## Stored data entries
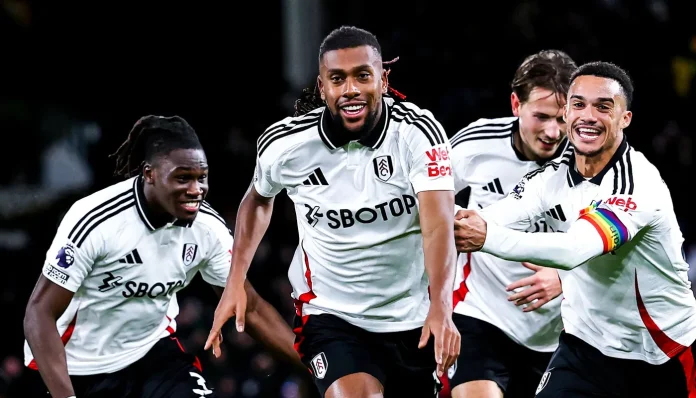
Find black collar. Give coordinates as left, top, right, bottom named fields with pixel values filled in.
left=509, top=119, right=570, bottom=166
left=566, top=135, right=629, bottom=187
left=318, top=99, right=390, bottom=149
left=133, top=177, right=193, bottom=231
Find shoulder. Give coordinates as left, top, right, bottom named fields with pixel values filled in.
left=62, top=178, right=137, bottom=247
left=525, top=146, right=573, bottom=183
left=619, top=146, right=668, bottom=201
left=256, top=108, right=323, bottom=162
left=450, top=116, right=517, bottom=150
left=388, top=99, right=447, bottom=147
left=194, top=201, right=233, bottom=242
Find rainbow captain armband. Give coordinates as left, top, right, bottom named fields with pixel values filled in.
left=578, top=201, right=629, bottom=253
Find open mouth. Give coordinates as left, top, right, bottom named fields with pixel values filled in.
left=575, top=126, right=602, bottom=142
left=180, top=201, right=200, bottom=213
left=538, top=138, right=558, bottom=149
left=340, top=103, right=366, bottom=119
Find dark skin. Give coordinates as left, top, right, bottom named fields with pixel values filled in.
left=206, top=46, right=459, bottom=398
left=24, top=148, right=301, bottom=398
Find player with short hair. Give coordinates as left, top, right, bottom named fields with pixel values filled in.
left=205, top=25, right=459, bottom=398
left=454, top=62, right=696, bottom=397
left=448, top=50, right=576, bottom=398
left=23, top=115, right=298, bottom=398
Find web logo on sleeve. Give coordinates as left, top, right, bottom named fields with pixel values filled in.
left=425, top=147, right=452, bottom=178
left=579, top=200, right=629, bottom=253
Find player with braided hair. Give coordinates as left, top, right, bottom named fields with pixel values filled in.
left=23, top=115, right=299, bottom=398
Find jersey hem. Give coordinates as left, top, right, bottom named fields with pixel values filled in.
left=565, top=323, right=696, bottom=365
left=303, top=307, right=426, bottom=333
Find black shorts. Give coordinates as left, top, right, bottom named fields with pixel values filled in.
left=535, top=331, right=696, bottom=397
left=449, top=314, right=553, bottom=397
left=20, top=335, right=215, bottom=398
left=294, top=313, right=441, bottom=397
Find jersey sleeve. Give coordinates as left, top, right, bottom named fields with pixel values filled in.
left=577, top=192, right=656, bottom=253
left=198, top=220, right=234, bottom=287
left=477, top=166, right=549, bottom=228
left=404, top=108, right=455, bottom=193
left=253, top=120, right=288, bottom=198
left=42, top=201, right=103, bottom=292
left=480, top=191, right=658, bottom=270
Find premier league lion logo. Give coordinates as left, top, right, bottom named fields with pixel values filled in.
left=56, top=244, right=76, bottom=269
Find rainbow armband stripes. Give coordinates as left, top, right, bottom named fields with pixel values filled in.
left=579, top=201, right=629, bottom=253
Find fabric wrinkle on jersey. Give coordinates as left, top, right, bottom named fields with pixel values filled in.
left=254, top=97, right=454, bottom=333
left=479, top=136, right=696, bottom=365
left=23, top=176, right=233, bottom=375
left=450, top=116, right=567, bottom=352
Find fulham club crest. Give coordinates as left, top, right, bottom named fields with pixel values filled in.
left=373, top=155, right=393, bottom=182
left=310, top=352, right=328, bottom=379
left=182, top=243, right=198, bottom=266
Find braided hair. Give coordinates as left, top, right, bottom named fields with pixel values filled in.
left=294, top=26, right=406, bottom=117
left=110, top=115, right=202, bottom=178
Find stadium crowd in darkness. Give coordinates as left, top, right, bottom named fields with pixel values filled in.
left=1, top=1, right=695, bottom=396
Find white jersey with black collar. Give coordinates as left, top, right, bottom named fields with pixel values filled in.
left=480, top=137, right=696, bottom=364
left=450, top=116, right=568, bottom=352
left=24, top=176, right=233, bottom=374
left=254, top=97, right=454, bottom=333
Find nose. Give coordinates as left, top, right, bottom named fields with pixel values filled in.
left=187, top=181, right=204, bottom=197
left=545, top=123, right=562, bottom=141
left=343, top=78, right=360, bottom=98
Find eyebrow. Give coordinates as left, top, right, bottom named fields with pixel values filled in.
left=174, top=166, right=209, bottom=171
left=326, top=64, right=373, bottom=74
left=570, top=94, right=615, bottom=104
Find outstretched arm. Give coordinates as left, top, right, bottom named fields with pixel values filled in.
left=205, top=184, right=275, bottom=356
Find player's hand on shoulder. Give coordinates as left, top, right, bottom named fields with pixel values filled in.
left=454, top=209, right=487, bottom=252
left=506, top=263, right=562, bottom=312
left=205, top=284, right=248, bottom=358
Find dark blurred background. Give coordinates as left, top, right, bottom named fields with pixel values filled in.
left=1, top=0, right=695, bottom=397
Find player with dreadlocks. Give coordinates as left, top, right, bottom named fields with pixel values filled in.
left=293, top=57, right=406, bottom=117
left=206, top=25, right=459, bottom=398
left=23, top=115, right=299, bottom=398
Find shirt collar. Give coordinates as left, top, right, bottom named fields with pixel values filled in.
left=566, top=135, right=629, bottom=187
left=133, top=176, right=193, bottom=231
left=318, top=99, right=391, bottom=150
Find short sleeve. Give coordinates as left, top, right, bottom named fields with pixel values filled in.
left=405, top=109, right=455, bottom=193
left=198, top=221, right=234, bottom=287
left=42, top=202, right=102, bottom=292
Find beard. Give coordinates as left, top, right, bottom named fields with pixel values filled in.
left=328, top=107, right=380, bottom=139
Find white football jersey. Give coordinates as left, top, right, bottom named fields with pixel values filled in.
left=450, top=116, right=567, bottom=352
left=254, top=97, right=454, bottom=333
left=480, top=137, right=696, bottom=364
left=24, top=176, right=233, bottom=375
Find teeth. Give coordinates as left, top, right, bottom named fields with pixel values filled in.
left=342, top=105, right=364, bottom=111
left=577, top=128, right=600, bottom=134
left=183, top=202, right=199, bottom=208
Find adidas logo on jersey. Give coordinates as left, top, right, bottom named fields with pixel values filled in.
left=546, top=204, right=567, bottom=222
left=482, top=178, right=505, bottom=195
left=302, top=168, right=329, bottom=186
left=118, top=249, right=143, bottom=264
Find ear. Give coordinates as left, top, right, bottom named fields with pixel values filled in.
left=317, top=75, right=325, bottom=101
left=620, top=110, right=632, bottom=130
left=563, top=102, right=568, bottom=123
left=511, top=92, right=521, bottom=117
left=382, top=68, right=389, bottom=94
left=142, top=163, right=155, bottom=184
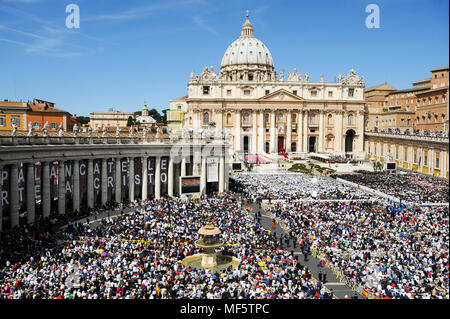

## TASK
Print every entry above again without changing a word, and omit the pictures.

## COMPLETED EXERCISE
Find black collar. Give coordinates as left, top, right, bottom named fields with pixel values filled in.
left=509, top=119, right=570, bottom=166
left=566, top=135, right=629, bottom=187
left=318, top=99, right=390, bottom=149
left=133, top=177, right=193, bottom=231
Find shoulder. Give coordinates as left, top, right, bottom named fields with pixel values filled in.
left=62, top=178, right=137, bottom=247
left=525, top=146, right=573, bottom=183
left=619, top=146, right=668, bottom=201
left=256, top=108, right=323, bottom=162
left=450, top=116, right=517, bottom=150
left=388, top=99, right=447, bottom=147
left=194, top=201, right=233, bottom=242
Find rainbow captain armband. Give coordinates as left, top, right, bottom named fields with pixel values filled in.
left=578, top=201, right=629, bottom=253
Find open mouth. Give coordinates as left, top, right, bottom named fields with pixel values filled in.
left=575, top=126, right=602, bottom=142
left=180, top=201, right=200, bottom=213
left=538, top=138, right=558, bottom=149
left=340, top=103, right=366, bottom=119
Find dark skin. Give coordinates as left, top, right, bottom named fields with pixel values filled in.
left=206, top=46, right=459, bottom=398
left=24, top=148, right=301, bottom=398
Find player with short hair. Give coordinates as left, top, right, bottom named fields with pixel values filled in.
left=205, top=25, right=459, bottom=398
left=454, top=62, right=696, bottom=397
left=448, top=50, right=576, bottom=398
left=23, top=115, right=298, bottom=398
Find web logo on sleeve. Give coordinates as left, top, right, bottom named fields with pixel values filled in.
left=425, top=147, right=452, bottom=178
left=579, top=200, right=629, bottom=253
Find player with braided hair. Give coordinates as left, top, right, bottom named fields with pixel values filled in.
left=23, top=115, right=299, bottom=398
Find jersey hem. Give coordinates as left, top, right, bottom named fields with pixel values filled in.
left=565, top=323, right=696, bottom=365
left=303, top=307, right=426, bottom=333
Find black shorts. Give coordinates as left, top, right, bottom named fields with pixel values filled in.
left=535, top=331, right=696, bottom=397
left=449, top=314, right=553, bottom=397
left=20, top=335, right=215, bottom=398
left=294, top=313, right=441, bottom=397
Find jersey sleeve. Give coordinates as left, top, right, bottom named fields with pixel values filled in.
left=577, top=192, right=656, bottom=253
left=198, top=220, right=234, bottom=287
left=477, top=166, right=549, bottom=228
left=404, top=108, right=455, bottom=193
left=253, top=120, right=288, bottom=198
left=42, top=201, right=103, bottom=292
left=480, top=191, right=658, bottom=270
Find premier league lion logo. Give coordinates as left, top, right, bottom named fields with pixel values filled in.
left=56, top=244, right=76, bottom=269
Find rainbow armband stripes. Give coordinates as left, top, right, bottom named fields with pixel values filled in.
left=579, top=201, right=629, bottom=253
Find fabric wrinkle on jersey. Give coordinates as left, top, right, bottom named fields with pixel values filled in.
left=254, top=97, right=454, bottom=333
left=479, top=136, right=696, bottom=365
left=23, top=176, right=233, bottom=375
left=450, top=116, right=567, bottom=352
Find fulham club crest. Give coordinates as left, top, right, bottom named fields with pixel values filled in.
left=373, top=155, right=393, bottom=182
left=310, top=352, right=328, bottom=379
left=182, top=243, right=198, bottom=266
Find braided hair. Give coordinates as left, top, right, bottom named fields with pixel values filled in.
left=294, top=26, right=406, bottom=117
left=110, top=115, right=202, bottom=178
Find stadium crowd in darkness. Give coordinates as left, top, right, bottom named fields with pixel values filled in.
left=1, top=1, right=695, bottom=396
Find white jersey with black collar. Give coordinates as left, top, right, bottom named fields with pixel values filled in.
left=480, top=137, right=696, bottom=364
left=450, top=116, right=568, bottom=352
left=24, top=176, right=233, bottom=374
left=254, top=97, right=454, bottom=333
Find nose. Give coordinates as left, top, right, bottom named fields with pixel values filled in.
left=187, top=181, right=204, bottom=197
left=545, top=123, right=562, bottom=141
left=343, top=78, right=360, bottom=98
Find eyebrow. Give coordinates as left, top, right, bottom named fields with pixel values filled in.
left=174, top=166, right=209, bottom=171
left=326, top=64, right=373, bottom=74
left=570, top=94, right=615, bottom=104
Find outstretched arm. Give coordinates as left, top, right, bottom named fields with pixel values filled in.
left=205, top=184, right=275, bottom=356
Find player's hand on shoulder. Give coordinates as left, top, right, bottom named fields with pixel values filled in.
left=454, top=209, right=487, bottom=252
left=506, top=263, right=562, bottom=312
left=205, top=284, right=248, bottom=358
Find dark blurred background. Give coordinates as left, top, right, bottom named fields with pixel values filled in.
left=1, top=0, right=695, bottom=397
Find player with dreadlocks. Give coordinates as left, top, right, bottom named fields with pixel values filled in.
left=293, top=57, right=406, bottom=117
left=206, top=25, right=459, bottom=398
left=23, top=115, right=299, bottom=398
Find shirt collar. Give coordinates as left, top, right, bottom named fields with pixel values filled in.
left=566, top=135, right=629, bottom=187
left=133, top=176, right=193, bottom=231
left=318, top=99, right=391, bottom=150
Find short sleeve. Give coordinates as left, top, right, bottom named fields with pixel values filled in.
left=405, top=109, right=455, bottom=193
left=198, top=221, right=234, bottom=287
left=42, top=202, right=102, bottom=292
Find beard. Give coordinates as left, top, right, bottom named fields with pixel values filled in.
left=328, top=107, right=380, bottom=139
Find white football jersey. Give coordinates as left, top, right, bottom named fields with pixel values filled in.
left=450, top=116, right=567, bottom=352
left=254, top=97, right=454, bottom=333
left=480, top=137, right=696, bottom=364
left=24, top=176, right=233, bottom=375
Find teeth. Give coordinates as left, top, right, bottom named fields with pixel values filled in.
left=342, top=105, right=364, bottom=111
left=577, top=128, right=600, bottom=134
left=183, top=202, right=199, bottom=208
Find adidas logo on jersey. Give coordinates as left, top, right, bottom named fields with pixel values filled in.
left=546, top=204, right=567, bottom=222
left=482, top=178, right=505, bottom=195
left=302, top=168, right=329, bottom=186
left=118, top=249, right=143, bottom=264
Find ear. Give coordinates as left, top, right, bottom named fields with pixel values filled in.
left=317, top=75, right=325, bottom=101
left=620, top=110, right=632, bottom=130
left=563, top=102, right=568, bottom=123
left=511, top=92, right=521, bottom=117
left=382, top=68, right=389, bottom=94
left=142, top=163, right=155, bottom=184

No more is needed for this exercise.